# Challenges:
1. In the Kingery case summary, rewrite the stretch from "- Kingery allegedly" through "on the block." with "neighbor" replaced by "bystander".
2. From the records, copy out the stretch from the line containing "Could you kindly tag the boy's face" through the line containing "column 101, row 128", with nothing changed.

# Excerpt to read:
--- --- ---

State v. Kingery
2012 Ohio 505
Ohio Ct. App.2012Background
- Kingery was convicted by bench trial in Dayton Municipal Court of menacing and ethnic intimidation.
- She was sentenced to 30 days in jail for menacing (all suspended) and 60 days for ethnic intimidation.
- The incident occurred October 8, 2009 on the Kingerys’ porch when a non-regular mail carrier approached with their dog.
- The dog barked; Brown sprayed the dog with dog repellant provided by the postal service.
- Kingery allegedly shouted racial slurs at Brown, including “go back to Africa,” and threatened to “woop his ass.”
- A neighbor and Brown testified to the outburst; Michael Kingery testified in defense; Brown felt threatened and stopped delivering mail on the block.

--- --- ---

# Working data:
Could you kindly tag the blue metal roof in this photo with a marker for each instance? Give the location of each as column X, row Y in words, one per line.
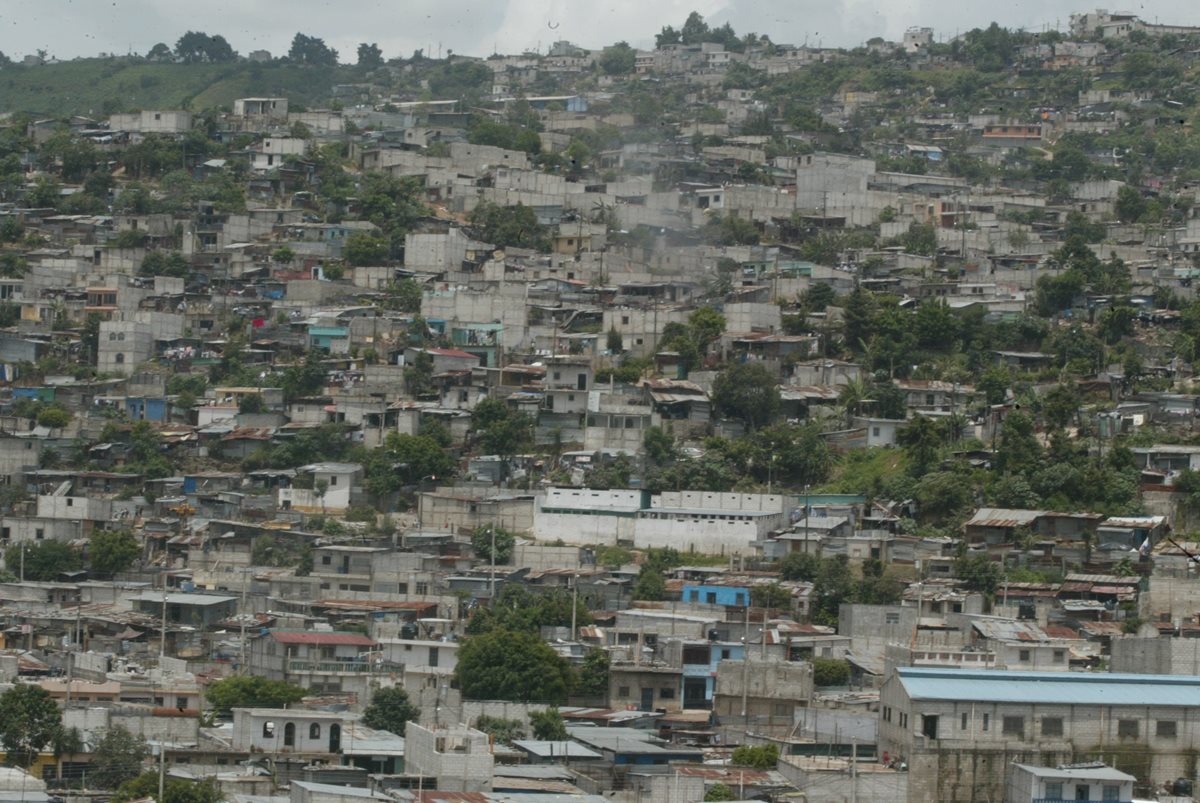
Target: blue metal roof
column 1049, row 688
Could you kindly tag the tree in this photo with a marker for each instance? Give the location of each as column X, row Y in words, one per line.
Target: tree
column 747, row 391
column 505, row 227
column 519, row 609
column 251, row 691
column 195, row 47
column 499, row 430
column 511, row 665
column 160, row 52
column 1019, row 450
column 115, row 759
column 618, row 59
column 483, row 538
column 829, row 671
column 43, row 561
column 112, row 551
column 799, row 565
column 978, row 573
column 649, row 585
column 1060, row 406
column 305, row 378
column 175, row 790
column 593, row 678
column 390, row 709
column 771, row 595
column 370, row 55
column 54, row 418
column 760, row 756
column 547, row 725
column 921, row 239
column 311, row 51
column 922, row 441
column 719, row 791
column 366, row 249
column 29, row 723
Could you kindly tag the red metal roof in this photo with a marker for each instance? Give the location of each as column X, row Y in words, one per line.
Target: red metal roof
column 324, row 639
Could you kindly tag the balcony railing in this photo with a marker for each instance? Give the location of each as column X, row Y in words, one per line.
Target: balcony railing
column 328, row 667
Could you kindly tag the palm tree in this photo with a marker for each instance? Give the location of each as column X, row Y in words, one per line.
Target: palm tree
column 852, row 396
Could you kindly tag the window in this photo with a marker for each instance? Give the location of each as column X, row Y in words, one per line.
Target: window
column 1013, row 726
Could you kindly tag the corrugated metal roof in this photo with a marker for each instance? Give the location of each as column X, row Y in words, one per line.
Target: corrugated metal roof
column 327, row 639
column 1003, row 517
column 1051, row 688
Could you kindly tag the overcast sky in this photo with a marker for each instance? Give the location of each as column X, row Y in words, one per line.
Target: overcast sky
column 73, row 28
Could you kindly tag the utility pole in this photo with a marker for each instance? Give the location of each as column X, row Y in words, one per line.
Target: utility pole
column 492, row 575
column 853, row 771
column 162, row 631
column 745, row 661
column 575, row 603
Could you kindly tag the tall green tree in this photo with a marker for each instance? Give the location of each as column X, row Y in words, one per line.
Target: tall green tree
column 251, row 691
column 175, row 790
column 747, row 391
column 549, row 725
column 112, row 551
column 117, row 759
column 511, row 665
column 29, row 723
column 390, row 709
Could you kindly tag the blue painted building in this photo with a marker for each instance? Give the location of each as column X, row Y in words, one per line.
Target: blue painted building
column 700, row 660
column 147, row 408
column 735, row 595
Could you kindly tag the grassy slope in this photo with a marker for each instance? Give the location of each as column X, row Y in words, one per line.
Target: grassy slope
column 99, row 87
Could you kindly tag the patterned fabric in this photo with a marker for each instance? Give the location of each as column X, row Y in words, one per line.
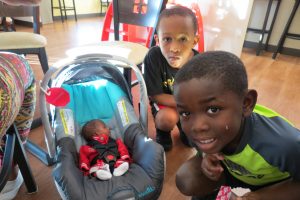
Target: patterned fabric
column 17, row 94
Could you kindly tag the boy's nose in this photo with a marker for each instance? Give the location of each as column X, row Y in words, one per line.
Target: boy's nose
column 174, row 47
column 200, row 124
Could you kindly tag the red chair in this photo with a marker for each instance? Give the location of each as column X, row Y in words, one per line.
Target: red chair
column 137, row 18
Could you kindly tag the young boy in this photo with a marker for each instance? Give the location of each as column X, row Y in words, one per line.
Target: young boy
column 176, row 37
column 242, row 148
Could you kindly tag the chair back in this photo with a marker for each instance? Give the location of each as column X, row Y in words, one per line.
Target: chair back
column 22, row 11
column 132, row 14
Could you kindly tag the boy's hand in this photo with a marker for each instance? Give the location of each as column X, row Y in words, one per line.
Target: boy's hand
column 211, row 166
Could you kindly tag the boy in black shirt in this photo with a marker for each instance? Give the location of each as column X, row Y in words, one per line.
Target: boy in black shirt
column 176, row 37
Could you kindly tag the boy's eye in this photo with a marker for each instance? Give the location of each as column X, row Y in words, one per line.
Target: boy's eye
column 184, row 114
column 183, row 39
column 213, row 110
column 167, row 39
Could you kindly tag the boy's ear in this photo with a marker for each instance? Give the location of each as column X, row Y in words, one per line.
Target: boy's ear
column 156, row 39
column 249, row 102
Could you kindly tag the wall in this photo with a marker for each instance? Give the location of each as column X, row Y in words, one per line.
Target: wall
column 82, row 7
column 225, row 23
column 257, row 17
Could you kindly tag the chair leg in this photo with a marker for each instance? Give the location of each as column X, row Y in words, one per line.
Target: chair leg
column 65, row 9
column 7, row 160
column 43, row 59
column 22, row 161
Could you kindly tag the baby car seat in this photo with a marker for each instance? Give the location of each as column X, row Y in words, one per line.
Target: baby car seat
column 98, row 90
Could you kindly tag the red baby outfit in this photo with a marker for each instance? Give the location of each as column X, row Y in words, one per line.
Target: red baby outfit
column 87, row 154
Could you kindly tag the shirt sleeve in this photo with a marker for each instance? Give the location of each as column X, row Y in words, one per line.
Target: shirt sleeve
column 153, row 77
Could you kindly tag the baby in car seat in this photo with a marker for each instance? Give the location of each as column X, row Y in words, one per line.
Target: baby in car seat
column 102, row 156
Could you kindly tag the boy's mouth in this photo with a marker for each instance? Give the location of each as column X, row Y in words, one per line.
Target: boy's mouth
column 206, row 144
column 174, row 58
column 208, row 141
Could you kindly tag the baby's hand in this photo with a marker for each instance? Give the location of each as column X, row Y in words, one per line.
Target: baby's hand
column 211, row 166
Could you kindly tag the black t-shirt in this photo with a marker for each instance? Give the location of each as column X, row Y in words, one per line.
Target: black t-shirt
column 159, row 75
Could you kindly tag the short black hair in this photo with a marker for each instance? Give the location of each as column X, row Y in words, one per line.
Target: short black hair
column 180, row 11
column 219, row 65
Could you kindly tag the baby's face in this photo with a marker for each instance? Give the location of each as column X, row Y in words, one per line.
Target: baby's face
column 176, row 39
column 101, row 129
column 210, row 115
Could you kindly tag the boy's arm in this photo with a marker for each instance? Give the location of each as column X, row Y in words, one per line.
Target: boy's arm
column 288, row 190
column 21, row 2
column 164, row 99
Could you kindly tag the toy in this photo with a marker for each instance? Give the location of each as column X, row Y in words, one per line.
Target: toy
column 102, row 156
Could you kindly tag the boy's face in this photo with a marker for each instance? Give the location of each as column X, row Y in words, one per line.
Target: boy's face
column 210, row 115
column 176, row 39
column 101, row 128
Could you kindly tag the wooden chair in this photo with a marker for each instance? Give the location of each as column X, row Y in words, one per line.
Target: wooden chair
column 104, row 4
column 24, row 42
column 131, row 15
column 27, row 43
column 62, row 7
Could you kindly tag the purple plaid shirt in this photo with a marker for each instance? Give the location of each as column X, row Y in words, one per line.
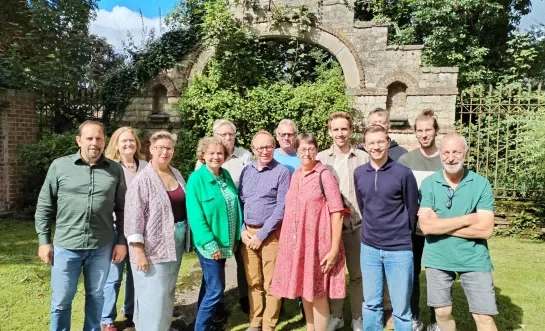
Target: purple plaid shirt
column 263, row 195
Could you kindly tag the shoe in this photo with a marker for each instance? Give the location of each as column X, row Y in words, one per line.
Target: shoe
column 335, row 323
column 388, row 320
column 245, row 305
column 418, row 325
column 108, row 327
column 129, row 323
column 357, row 325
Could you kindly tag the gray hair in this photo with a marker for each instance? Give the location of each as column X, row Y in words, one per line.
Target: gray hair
column 162, row 135
column 222, row 122
column 288, row 122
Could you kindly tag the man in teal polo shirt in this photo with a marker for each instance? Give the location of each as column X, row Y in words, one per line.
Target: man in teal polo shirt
column 457, row 216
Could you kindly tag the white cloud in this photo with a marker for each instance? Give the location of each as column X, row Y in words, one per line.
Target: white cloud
column 114, row 26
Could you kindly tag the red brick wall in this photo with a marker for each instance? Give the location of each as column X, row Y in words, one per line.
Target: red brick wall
column 18, row 126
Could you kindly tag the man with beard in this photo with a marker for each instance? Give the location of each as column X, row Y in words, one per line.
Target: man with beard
column 342, row 159
column 387, row 195
column 423, row 161
column 286, row 132
column 457, row 216
column 80, row 194
column 237, row 159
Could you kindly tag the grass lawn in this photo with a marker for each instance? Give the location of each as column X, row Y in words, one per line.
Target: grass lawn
column 25, row 286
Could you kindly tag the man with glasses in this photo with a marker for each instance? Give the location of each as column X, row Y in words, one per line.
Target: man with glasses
column 342, row 159
column 263, row 187
column 286, row 132
column 387, row 195
column 457, row 216
column 236, row 161
column 423, row 161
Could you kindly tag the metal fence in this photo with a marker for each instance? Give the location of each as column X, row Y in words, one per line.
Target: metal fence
column 492, row 121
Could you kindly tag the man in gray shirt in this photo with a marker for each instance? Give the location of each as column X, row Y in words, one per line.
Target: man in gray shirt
column 423, row 161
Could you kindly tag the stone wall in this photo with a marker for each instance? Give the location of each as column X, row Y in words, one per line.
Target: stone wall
column 18, row 126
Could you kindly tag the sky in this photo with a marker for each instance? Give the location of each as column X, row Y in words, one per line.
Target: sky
column 116, row 18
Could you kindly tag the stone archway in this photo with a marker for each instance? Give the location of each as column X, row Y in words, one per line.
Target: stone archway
column 325, row 38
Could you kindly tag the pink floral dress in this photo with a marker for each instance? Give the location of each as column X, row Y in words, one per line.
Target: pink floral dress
column 305, row 239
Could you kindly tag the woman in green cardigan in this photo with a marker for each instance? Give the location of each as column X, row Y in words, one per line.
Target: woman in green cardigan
column 215, row 219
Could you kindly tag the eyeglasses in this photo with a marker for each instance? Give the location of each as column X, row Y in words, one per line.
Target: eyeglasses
column 303, row 151
column 162, row 149
column 450, row 195
column 264, row 148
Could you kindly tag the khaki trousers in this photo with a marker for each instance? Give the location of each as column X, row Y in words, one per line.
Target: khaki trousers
column 259, row 268
column 352, row 247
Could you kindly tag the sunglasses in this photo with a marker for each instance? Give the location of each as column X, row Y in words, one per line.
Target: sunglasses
column 450, row 195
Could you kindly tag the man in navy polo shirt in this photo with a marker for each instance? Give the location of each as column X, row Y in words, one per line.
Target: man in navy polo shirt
column 387, row 195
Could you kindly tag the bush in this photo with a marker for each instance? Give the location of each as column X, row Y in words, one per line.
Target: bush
column 34, row 161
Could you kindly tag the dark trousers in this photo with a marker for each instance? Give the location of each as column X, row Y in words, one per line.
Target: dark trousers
column 418, row 250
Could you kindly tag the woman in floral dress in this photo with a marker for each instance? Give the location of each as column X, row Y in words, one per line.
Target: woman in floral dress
column 310, row 260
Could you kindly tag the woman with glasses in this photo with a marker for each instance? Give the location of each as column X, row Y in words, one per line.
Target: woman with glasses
column 156, row 230
column 124, row 147
column 215, row 218
column 310, row 260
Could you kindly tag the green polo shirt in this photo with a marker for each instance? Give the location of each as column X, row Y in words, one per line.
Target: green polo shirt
column 447, row 252
column 81, row 200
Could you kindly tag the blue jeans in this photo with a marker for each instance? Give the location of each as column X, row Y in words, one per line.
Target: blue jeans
column 155, row 290
column 212, row 288
column 65, row 272
column 111, row 291
column 398, row 268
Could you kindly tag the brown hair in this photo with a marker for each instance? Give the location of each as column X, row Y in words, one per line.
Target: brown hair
column 374, row 129
column 339, row 114
column 306, row 137
column 427, row 114
column 203, row 144
column 112, row 152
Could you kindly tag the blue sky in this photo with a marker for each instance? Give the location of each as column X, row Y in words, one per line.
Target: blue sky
column 116, row 18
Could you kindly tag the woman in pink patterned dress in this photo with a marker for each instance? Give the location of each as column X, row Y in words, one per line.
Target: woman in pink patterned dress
column 310, row 259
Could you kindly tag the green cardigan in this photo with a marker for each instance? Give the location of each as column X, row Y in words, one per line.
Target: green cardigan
column 207, row 210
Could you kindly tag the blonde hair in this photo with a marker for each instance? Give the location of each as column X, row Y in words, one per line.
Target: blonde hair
column 203, row 145
column 112, row 152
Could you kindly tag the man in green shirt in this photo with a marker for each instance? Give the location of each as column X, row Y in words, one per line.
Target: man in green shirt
column 457, row 216
column 80, row 194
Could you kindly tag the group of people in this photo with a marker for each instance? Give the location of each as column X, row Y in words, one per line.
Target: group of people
column 292, row 217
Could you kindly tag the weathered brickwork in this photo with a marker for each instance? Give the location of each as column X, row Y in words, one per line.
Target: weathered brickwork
column 18, row 126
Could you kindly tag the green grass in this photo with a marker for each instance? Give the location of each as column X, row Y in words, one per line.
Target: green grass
column 25, row 286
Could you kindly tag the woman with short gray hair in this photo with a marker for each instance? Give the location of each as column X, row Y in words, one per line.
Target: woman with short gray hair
column 156, row 230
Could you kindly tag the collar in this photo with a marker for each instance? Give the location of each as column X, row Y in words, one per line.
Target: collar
column 384, row 167
column 331, row 150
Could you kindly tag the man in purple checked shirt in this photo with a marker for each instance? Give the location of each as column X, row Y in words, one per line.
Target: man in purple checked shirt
column 262, row 189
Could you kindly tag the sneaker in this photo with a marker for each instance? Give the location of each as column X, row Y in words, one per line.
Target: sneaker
column 335, row 323
column 108, row 327
column 418, row 325
column 357, row 325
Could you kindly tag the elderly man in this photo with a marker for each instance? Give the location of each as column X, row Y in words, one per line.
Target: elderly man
column 286, row 132
column 263, row 187
column 457, row 216
column 80, row 195
column 236, row 161
column 423, row 161
column 342, row 158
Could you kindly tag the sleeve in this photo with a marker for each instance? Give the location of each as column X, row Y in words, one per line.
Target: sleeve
column 410, row 197
column 46, row 207
column 332, row 192
column 486, row 201
column 119, row 207
column 136, row 204
column 271, row 224
column 202, row 234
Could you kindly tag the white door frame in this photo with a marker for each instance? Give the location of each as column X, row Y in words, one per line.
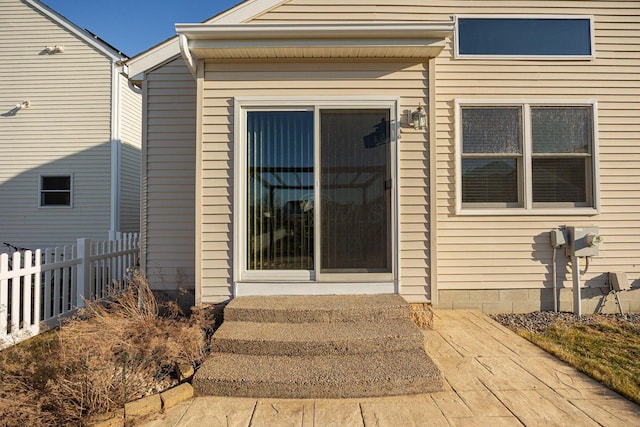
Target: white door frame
column 304, row 282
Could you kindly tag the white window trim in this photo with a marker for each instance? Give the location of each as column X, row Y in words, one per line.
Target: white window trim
column 47, row 175
column 244, row 104
column 528, row 208
column 458, row 55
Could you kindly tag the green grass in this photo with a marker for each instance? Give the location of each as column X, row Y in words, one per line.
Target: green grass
column 606, row 350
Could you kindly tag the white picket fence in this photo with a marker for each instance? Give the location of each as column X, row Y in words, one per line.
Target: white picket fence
column 44, row 286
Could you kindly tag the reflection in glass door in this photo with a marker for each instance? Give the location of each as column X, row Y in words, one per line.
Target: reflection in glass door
column 355, row 190
column 280, row 193
column 327, row 224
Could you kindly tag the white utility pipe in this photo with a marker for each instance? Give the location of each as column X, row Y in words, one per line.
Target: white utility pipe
column 577, row 306
column 554, row 269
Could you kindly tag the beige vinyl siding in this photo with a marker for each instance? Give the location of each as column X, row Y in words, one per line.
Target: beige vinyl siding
column 478, row 252
column 482, row 252
column 131, row 140
column 169, row 199
column 66, row 130
column 224, row 81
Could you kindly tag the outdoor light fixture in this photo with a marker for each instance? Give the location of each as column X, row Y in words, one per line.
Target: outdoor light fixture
column 23, row 104
column 419, row 118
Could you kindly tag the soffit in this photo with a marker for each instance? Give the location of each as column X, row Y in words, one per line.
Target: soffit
column 310, row 41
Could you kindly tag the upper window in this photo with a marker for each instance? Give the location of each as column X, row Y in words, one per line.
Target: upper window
column 525, row 155
column 55, row 190
column 526, row 37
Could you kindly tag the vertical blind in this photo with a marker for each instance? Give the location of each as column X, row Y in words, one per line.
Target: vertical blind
column 280, row 196
column 491, row 153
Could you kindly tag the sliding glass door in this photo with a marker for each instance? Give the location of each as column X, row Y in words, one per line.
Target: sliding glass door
column 355, row 191
column 319, row 194
column 280, row 190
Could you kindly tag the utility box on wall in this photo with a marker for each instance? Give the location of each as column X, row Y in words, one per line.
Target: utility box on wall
column 583, row 241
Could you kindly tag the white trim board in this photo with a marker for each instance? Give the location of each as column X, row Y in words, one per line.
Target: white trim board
column 310, row 288
column 527, row 208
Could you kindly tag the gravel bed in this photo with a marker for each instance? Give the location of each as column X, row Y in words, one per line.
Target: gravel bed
column 538, row 321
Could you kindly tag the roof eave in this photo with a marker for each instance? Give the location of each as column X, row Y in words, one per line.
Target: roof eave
column 108, row 51
column 326, row 40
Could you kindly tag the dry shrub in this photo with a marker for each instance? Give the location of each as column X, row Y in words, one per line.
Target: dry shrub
column 112, row 353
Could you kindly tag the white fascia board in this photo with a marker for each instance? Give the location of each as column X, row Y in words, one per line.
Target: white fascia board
column 329, row 31
column 170, row 48
column 73, row 28
column 154, row 57
column 245, row 11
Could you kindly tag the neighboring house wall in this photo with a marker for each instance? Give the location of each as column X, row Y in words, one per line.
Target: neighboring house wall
column 169, row 177
column 66, row 130
column 131, row 139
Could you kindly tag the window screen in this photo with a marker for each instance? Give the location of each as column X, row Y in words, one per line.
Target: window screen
column 496, row 153
column 55, row 190
column 491, row 155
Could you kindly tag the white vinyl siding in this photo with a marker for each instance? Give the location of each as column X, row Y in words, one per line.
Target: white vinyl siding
column 66, row 130
column 131, row 140
column 170, row 162
column 224, row 81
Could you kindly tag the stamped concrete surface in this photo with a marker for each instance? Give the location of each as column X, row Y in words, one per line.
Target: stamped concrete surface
column 493, row 378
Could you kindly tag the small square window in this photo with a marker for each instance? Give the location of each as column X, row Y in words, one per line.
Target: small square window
column 55, row 190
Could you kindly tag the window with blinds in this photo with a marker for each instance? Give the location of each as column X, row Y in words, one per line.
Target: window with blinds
column 526, row 156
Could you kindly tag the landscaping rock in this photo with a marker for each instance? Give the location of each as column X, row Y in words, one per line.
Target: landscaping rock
column 145, row 406
column 176, row 395
column 184, row 370
column 539, row 321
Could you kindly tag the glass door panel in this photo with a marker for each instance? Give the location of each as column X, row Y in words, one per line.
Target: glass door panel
column 355, row 191
column 280, row 190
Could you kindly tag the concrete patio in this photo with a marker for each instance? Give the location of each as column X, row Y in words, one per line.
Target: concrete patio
column 493, row 378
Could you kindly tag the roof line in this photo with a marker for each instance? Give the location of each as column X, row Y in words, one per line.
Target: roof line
column 85, row 35
column 163, row 51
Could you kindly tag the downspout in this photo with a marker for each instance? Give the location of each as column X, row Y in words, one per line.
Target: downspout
column 192, row 63
column 115, row 151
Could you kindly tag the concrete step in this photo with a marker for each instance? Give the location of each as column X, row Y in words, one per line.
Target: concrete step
column 317, row 347
column 317, row 309
column 328, row 377
column 300, row 339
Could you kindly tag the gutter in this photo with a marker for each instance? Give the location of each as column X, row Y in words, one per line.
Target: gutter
column 115, row 150
column 332, row 31
column 192, row 63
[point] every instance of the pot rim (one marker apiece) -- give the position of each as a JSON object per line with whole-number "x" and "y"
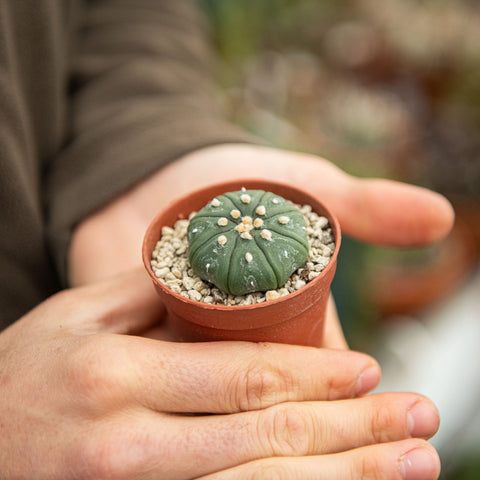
{"x": 232, "y": 185}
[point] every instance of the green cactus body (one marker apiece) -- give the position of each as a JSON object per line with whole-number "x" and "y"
{"x": 247, "y": 241}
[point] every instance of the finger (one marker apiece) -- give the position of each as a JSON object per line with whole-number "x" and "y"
{"x": 218, "y": 377}
{"x": 317, "y": 428}
{"x": 390, "y": 213}
{"x": 234, "y": 376}
{"x": 403, "y": 460}
{"x": 220, "y": 442}
{"x": 126, "y": 303}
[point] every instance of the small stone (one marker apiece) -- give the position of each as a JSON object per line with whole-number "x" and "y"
{"x": 194, "y": 295}
{"x": 272, "y": 295}
{"x": 260, "y": 210}
{"x": 160, "y": 273}
{"x": 299, "y": 283}
{"x": 266, "y": 234}
{"x": 222, "y": 240}
{"x": 177, "y": 272}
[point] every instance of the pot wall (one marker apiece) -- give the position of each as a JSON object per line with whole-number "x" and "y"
{"x": 297, "y": 318}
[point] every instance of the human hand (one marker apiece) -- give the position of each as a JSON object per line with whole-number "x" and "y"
{"x": 82, "y": 397}
{"x": 373, "y": 210}
{"x": 377, "y": 211}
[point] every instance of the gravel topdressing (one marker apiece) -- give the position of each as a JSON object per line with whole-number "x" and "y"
{"x": 171, "y": 266}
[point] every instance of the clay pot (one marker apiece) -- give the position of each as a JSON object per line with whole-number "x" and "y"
{"x": 297, "y": 318}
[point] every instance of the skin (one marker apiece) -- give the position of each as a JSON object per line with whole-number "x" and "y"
{"x": 90, "y": 382}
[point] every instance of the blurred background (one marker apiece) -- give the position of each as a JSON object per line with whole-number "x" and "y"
{"x": 389, "y": 89}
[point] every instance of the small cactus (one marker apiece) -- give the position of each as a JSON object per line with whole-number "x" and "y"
{"x": 247, "y": 241}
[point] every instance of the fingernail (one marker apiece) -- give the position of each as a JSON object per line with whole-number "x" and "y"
{"x": 367, "y": 381}
{"x": 420, "y": 464}
{"x": 422, "y": 420}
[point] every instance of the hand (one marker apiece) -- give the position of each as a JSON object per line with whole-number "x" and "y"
{"x": 378, "y": 211}
{"x": 83, "y": 398}
{"x": 373, "y": 210}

--- --- ---

# Responses by task:
1.
- Kingery allegedly shouted racial slurs at Brown, including “go back to Africa,” and threatened to “woop his ass.”
- A bystander and Brown testified to the outburst; Michael Kingery testified in defense; Brown felt threatened and stopped delivering mail on the block.

2.
Could you kindly tag the boy's face in this photo with a marker for each instance? Give the location of each as column X, row Y in words, one per line.
Target: boy's face
column 210, row 115
column 176, row 39
column 101, row 128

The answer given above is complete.